Prompt:
Please copy each of the following entries word for word, leaving every line unchanged.

────────────────────────────────────────

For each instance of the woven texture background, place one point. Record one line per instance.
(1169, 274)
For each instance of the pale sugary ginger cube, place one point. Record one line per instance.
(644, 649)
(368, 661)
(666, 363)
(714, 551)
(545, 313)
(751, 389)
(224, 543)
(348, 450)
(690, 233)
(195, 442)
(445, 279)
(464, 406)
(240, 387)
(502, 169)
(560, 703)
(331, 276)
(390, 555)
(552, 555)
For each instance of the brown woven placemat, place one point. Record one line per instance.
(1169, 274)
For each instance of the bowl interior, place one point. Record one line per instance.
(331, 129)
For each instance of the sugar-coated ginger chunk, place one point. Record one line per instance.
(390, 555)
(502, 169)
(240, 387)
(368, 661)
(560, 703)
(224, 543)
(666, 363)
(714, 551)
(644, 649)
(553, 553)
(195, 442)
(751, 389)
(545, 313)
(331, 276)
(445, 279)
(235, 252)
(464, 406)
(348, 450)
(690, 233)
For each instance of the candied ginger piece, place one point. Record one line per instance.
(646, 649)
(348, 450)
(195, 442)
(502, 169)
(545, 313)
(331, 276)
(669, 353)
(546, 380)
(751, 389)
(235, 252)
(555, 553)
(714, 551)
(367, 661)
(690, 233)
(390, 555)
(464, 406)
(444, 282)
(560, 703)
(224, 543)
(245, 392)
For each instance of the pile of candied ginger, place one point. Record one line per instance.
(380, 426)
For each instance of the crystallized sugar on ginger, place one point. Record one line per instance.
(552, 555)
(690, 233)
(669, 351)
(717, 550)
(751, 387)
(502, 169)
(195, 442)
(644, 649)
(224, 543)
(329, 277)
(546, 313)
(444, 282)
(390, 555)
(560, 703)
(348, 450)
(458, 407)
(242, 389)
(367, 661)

────────────────────────────────────────

Expected answer:
For each instance of the woven texture background, place one point. Record one line per instance.
(1169, 274)
For each instance of the pale sugary ginger cube, place one point. Record one line per instance.
(644, 649)
(368, 661)
(666, 363)
(714, 551)
(545, 313)
(751, 389)
(224, 543)
(348, 450)
(690, 233)
(195, 442)
(445, 279)
(464, 406)
(240, 387)
(502, 169)
(560, 703)
(331, 276)
(390, 555)
(552, 555)
For each instance of the brown woven placemat, place one point. Record one line per instance.
(1169, 274)
For each instance of the bowl interior, place one point. Record one line per instance.
(331, 129)
For each instance of the sugar-coated ginger chunk, place one point. Record one line per instance.
(390, 555)
(502, 169)
(240, 387)
(368, 661)
(560, 703)
(224, 543)
(666, 363)
(714, 551)
(644, 649)
(553, 553)
(195, 442)
(751, 389)
(545, 313)
(331, 276)
(445, 279)
(235, 252)
(464, 406)
(348, 450)
(690, 233)
For each instance of the candied ginger piece, place one point. Record one line per instance.
(646, 649)
(348, 450)
(195, 442)
(502, 169)
(545, 313)
(331, 276)
(669, 353)
(546, 380)
(751, 389)
(235, 252)
(555, 553)
(714, 551)
(367, 661)
(690, 233)
(390, 555)
(464, 406)
(444, 282)
(560, 703)
(224, 543)
(245, 392)
For each instance of the pile of candied ginger, place one point. Record one line per instance.
(380, 426)
For each instance of the crystallized sugar on ginger, place one point. Record one line per instance.
(552, 555)
(690, 233)
(669, 351)
(717, 550)
(751, 387)
(502, 169)
(195, 442)
(644, 649)
(224, 543)
(329, 277)
(546, 313)
(444, 282)
(390, 555)
(560, 703)
(348, 450)
(458, 407)
(242, 389)
(367, 661)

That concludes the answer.